--- What is being asked ---
Each line of the material below that holds the word "yellow" needs to be copied.
** Data records follows **
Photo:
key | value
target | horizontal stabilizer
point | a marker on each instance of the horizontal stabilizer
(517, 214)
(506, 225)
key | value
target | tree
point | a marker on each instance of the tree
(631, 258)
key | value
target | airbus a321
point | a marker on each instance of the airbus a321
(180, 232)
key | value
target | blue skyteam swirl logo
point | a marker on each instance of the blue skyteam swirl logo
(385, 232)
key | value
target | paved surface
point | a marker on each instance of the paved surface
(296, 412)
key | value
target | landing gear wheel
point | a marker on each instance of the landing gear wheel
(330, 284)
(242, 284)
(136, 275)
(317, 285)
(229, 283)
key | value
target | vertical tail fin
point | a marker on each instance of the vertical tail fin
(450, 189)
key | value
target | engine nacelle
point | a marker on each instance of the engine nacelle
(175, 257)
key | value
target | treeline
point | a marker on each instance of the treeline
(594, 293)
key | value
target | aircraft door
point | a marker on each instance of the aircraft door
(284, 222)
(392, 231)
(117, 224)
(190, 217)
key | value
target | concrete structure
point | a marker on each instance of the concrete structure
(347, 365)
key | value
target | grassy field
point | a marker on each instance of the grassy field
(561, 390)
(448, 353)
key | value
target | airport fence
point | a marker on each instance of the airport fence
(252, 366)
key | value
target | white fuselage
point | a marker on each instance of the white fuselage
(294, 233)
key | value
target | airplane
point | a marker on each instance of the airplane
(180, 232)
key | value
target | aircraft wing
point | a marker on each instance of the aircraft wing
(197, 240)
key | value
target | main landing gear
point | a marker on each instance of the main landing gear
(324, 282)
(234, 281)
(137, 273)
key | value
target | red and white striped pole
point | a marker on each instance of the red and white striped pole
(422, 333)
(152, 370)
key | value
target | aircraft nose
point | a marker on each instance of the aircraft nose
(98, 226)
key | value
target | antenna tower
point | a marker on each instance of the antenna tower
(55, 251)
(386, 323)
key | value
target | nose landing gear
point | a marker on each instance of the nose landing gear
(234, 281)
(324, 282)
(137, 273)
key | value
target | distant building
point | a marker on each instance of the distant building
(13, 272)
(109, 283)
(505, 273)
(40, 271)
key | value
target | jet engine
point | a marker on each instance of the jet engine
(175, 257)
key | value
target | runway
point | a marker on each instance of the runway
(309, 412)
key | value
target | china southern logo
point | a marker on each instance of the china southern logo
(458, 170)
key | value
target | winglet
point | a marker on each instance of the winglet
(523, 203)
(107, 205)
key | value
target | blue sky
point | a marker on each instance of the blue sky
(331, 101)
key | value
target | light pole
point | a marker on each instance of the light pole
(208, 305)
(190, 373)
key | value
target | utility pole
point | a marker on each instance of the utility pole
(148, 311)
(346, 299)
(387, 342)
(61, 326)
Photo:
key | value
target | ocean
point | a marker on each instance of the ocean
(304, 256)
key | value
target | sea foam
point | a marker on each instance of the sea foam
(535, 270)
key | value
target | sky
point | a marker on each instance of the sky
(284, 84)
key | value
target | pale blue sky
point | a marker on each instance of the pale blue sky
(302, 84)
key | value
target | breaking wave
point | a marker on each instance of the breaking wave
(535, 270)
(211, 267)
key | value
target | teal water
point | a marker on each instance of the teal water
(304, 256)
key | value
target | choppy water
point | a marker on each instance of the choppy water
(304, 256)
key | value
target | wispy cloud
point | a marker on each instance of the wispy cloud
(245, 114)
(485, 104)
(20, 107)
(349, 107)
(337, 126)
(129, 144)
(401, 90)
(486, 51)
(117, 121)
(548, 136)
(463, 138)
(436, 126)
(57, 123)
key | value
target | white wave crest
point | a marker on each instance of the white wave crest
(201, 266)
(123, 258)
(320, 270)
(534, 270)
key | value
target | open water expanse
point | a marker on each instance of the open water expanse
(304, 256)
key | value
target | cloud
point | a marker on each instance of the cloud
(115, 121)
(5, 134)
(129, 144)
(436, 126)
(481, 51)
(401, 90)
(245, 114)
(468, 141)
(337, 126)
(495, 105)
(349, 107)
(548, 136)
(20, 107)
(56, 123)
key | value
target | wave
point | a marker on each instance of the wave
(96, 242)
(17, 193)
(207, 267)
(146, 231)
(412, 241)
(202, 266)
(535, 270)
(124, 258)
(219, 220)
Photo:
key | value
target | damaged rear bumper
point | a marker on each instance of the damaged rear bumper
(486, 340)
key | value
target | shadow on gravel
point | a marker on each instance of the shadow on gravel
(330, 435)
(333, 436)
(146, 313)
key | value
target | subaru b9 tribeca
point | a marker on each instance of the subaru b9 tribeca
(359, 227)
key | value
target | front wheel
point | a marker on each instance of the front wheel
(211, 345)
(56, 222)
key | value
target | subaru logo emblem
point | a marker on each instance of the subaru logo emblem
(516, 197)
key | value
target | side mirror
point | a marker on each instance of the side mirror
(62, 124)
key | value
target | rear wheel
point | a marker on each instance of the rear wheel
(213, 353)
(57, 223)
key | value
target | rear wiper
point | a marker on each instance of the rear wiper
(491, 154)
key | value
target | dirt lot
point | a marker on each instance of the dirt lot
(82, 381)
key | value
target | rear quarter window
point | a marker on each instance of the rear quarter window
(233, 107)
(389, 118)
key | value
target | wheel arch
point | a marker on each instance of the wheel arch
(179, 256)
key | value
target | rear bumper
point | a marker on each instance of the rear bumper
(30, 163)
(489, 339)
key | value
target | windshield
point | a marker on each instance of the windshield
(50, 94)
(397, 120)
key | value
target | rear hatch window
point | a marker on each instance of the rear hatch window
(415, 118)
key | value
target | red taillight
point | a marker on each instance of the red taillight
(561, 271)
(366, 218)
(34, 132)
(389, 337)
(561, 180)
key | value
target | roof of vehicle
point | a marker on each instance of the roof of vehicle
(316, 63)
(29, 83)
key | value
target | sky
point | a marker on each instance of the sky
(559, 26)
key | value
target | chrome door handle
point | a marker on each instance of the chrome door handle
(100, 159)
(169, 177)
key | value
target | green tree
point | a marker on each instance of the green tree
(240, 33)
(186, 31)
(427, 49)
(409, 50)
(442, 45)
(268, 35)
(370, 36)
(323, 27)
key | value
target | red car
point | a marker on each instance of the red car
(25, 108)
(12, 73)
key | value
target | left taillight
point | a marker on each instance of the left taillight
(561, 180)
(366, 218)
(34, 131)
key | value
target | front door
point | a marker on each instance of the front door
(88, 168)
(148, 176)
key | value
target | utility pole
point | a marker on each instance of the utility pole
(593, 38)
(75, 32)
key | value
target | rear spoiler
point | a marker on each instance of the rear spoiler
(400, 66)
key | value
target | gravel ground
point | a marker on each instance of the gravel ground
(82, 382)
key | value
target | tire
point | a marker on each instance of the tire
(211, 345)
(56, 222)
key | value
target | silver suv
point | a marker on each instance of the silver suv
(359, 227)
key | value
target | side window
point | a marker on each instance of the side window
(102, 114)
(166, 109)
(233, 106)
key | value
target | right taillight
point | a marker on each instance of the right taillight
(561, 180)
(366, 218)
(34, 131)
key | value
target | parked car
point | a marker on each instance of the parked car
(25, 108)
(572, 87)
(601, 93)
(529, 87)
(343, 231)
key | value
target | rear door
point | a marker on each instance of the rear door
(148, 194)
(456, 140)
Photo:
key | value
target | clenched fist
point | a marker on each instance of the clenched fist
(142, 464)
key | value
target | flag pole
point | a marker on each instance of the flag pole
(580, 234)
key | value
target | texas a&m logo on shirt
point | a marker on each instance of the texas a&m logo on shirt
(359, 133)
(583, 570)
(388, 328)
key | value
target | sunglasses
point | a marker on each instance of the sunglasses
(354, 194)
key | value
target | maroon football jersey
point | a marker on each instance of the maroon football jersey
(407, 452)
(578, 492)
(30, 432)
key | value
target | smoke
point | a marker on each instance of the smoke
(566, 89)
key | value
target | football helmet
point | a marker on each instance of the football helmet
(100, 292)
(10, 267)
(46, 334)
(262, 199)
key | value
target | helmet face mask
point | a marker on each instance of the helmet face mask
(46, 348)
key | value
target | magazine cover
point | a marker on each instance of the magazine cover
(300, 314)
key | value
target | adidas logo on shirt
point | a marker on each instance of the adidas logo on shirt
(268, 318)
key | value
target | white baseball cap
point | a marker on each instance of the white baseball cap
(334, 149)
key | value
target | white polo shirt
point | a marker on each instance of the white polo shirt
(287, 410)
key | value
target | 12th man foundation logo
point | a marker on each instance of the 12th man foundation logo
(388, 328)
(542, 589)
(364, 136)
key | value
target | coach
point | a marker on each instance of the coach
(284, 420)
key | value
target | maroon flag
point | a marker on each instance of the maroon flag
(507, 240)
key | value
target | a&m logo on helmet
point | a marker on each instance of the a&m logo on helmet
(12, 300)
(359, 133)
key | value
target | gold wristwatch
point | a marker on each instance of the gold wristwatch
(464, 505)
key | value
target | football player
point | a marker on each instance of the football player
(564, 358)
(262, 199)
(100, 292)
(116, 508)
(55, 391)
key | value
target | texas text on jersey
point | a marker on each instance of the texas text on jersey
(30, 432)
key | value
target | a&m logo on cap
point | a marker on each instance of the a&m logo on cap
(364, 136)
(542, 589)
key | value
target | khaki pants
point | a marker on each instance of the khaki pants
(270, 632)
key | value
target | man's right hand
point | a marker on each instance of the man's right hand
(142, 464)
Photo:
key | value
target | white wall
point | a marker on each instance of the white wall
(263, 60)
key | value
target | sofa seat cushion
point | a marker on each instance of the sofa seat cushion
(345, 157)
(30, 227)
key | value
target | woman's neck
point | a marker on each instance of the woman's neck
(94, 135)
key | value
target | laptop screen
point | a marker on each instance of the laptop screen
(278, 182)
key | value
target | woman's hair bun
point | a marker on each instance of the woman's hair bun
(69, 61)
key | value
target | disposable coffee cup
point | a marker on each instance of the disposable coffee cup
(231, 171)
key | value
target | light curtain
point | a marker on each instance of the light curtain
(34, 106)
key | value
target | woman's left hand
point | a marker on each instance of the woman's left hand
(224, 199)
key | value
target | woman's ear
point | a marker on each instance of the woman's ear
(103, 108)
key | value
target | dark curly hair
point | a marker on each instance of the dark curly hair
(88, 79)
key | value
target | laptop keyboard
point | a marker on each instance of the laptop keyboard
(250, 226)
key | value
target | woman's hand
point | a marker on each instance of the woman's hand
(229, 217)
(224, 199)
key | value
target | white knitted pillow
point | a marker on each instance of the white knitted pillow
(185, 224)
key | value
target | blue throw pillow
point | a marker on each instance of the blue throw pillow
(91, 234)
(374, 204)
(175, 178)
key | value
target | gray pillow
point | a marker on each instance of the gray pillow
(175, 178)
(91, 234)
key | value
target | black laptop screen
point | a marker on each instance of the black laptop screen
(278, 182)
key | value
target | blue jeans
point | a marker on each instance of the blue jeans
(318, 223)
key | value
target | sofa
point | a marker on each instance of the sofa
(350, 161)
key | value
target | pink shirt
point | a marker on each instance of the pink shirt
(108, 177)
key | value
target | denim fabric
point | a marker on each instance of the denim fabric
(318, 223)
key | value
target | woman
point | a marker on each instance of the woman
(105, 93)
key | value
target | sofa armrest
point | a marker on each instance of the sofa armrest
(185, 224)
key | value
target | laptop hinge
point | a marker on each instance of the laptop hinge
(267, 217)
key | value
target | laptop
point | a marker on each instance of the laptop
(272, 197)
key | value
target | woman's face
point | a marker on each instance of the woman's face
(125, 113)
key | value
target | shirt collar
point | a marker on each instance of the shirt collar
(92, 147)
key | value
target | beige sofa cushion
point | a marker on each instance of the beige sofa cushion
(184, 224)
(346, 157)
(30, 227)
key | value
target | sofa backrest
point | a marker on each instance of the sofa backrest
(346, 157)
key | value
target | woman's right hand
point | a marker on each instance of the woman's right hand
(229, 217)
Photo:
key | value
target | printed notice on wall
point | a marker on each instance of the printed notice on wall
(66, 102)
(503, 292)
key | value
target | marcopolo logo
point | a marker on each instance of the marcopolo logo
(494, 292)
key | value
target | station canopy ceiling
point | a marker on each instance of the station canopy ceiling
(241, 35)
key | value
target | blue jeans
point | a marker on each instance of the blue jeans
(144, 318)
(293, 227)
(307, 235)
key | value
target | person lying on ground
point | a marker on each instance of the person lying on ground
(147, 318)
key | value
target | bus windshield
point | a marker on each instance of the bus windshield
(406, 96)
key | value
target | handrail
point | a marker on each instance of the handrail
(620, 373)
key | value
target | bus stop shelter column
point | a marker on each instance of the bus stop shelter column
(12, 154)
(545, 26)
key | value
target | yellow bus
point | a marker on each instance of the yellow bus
** End of Data records **
--- Expected output ---
target | yellow bus
point | a marker on each instance of the yellow bus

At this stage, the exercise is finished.